Short task - Leave the pictures out and transcribe every record exactly.

Dataset extract -

•••

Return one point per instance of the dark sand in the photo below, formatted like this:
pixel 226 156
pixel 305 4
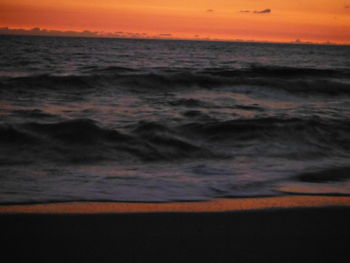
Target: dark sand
pixel 291 234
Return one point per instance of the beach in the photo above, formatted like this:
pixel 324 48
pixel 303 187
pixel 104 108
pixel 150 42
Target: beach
pixel 282 229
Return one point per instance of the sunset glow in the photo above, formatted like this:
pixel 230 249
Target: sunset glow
pixel 271 20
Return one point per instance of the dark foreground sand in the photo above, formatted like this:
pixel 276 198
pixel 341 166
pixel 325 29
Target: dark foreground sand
pixel 313 232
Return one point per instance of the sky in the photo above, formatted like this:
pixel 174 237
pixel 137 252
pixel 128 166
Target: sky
pixel 259 20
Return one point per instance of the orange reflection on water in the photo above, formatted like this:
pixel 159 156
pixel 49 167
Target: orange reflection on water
pixel 217 205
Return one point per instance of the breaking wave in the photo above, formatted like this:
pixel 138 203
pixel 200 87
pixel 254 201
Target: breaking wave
pixel 293 80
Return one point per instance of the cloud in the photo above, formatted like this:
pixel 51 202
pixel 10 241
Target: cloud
pixel 86 33
pixel 45 32
pixel 265 11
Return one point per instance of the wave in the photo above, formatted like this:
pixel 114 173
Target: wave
pixel 293 80
pixel 84 140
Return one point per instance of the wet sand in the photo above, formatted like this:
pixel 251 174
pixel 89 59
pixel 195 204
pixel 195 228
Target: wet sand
pixel 284 229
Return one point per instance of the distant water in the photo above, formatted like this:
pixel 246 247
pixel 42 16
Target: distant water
pixel 152 120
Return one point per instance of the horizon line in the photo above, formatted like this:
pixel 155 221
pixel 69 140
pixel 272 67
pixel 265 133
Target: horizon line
pixel 38 32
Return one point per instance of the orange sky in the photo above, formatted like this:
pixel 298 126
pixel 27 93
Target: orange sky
pixel 308 20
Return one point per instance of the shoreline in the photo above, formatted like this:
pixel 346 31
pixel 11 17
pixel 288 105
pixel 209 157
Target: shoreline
pixel 283 229
pixel 215 205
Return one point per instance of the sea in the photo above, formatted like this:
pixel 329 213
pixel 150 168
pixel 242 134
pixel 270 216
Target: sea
pixel 141 120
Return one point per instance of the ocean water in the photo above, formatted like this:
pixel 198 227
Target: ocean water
pixel 160 120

•••

Result of the exercise -
Return one point per instance of the dark sand in the photo below, formatted like this:
pixel 226 156
pixel 305 4
Target: dark sand
pixel 291 234
Return one point per instance of the beach in the photo above, formatted like this:
pixel 324 48
pixel 303 187
pixel 104 108
pixel 150 42
Target: beach
pixel 282 229
Return one point per instance of the sunset glow in the photo above, formatted like this:
pixel 230 249
Target: sunset glow
pixel 271 20
Return one point per instance of the dark foreground sand in the photo above, formatted like this:
pixel 276 198
pixel 341 166
pixel 325 29
Target: dark foreground sand
pixel 313 232
Return one point per instance of the sky in the photo above, formatted like this:
pixel 174 237
pixel 137 252
pixel 128 166
Target: sky
pixel 259 20
Return one point per instance of the orange reflection on water in the photo above, formatted like this:
pixel 159 156
pixel 49 167
Target: orange reflection on water
pixel 217 205
Return one point per instance of the breaking wave in the photo above, formatted like this:
pixel 138 203
pixel 200 87
pixel 254 201
Target: breaking wave
pixel 293 80
Return one point per instance of the cloud in the photo above, formatted like this:
pixel 51 202
pixel 10 241
Target: cloud
pixel 86 33
pixel 45 32
pixel 265 11
Return one point per instance of the wave in the photo above, formatted like this:
pixel 114 173
Target: wave
pixel 293 80
pixel 84 140
Return one point per instance of the wet sand in the photo above, formatted like this:
pixel 251 174
pixel 89 59
pixel 195 204
pixel 195 228
Target: wet sand
pixel 284 229
Return one point per instance of the distant water in the photo above, formatted like this:
pixel 246 247
pixel 42 16
Target: distant water
pixel 152 120
Return one point per instance of the horizon line in the photo above, formatted like this:
pixel 155 221
pixel 69 140
pixel 272 67
pixel 265 133
Target: horizon line
pixel 38 32
Return one point per instance of the orange sky in the photo above, formatted like this:
pixel 298 126
pixel 27 93
Target: orange sky
pixel 308 20
Return one point per instance of the shoreline in the photo above, formatted like this:
pixel 346 31
pixel 11 17
pixel 288 105
pixel 209 157
Target: shoreline
pixel 283 229
pixel 215 205
Return one point per instance of the sea in the photo above, formatted like this:
pixel 329 213
pixel 150 168
pixel 242 134
pixel 270 216
Target: sea
pixel 141 120
Return one point per instance of the ocean water in the photo above, formatted like this:
pixel 198 227
Target: ocean water
pixel 160 120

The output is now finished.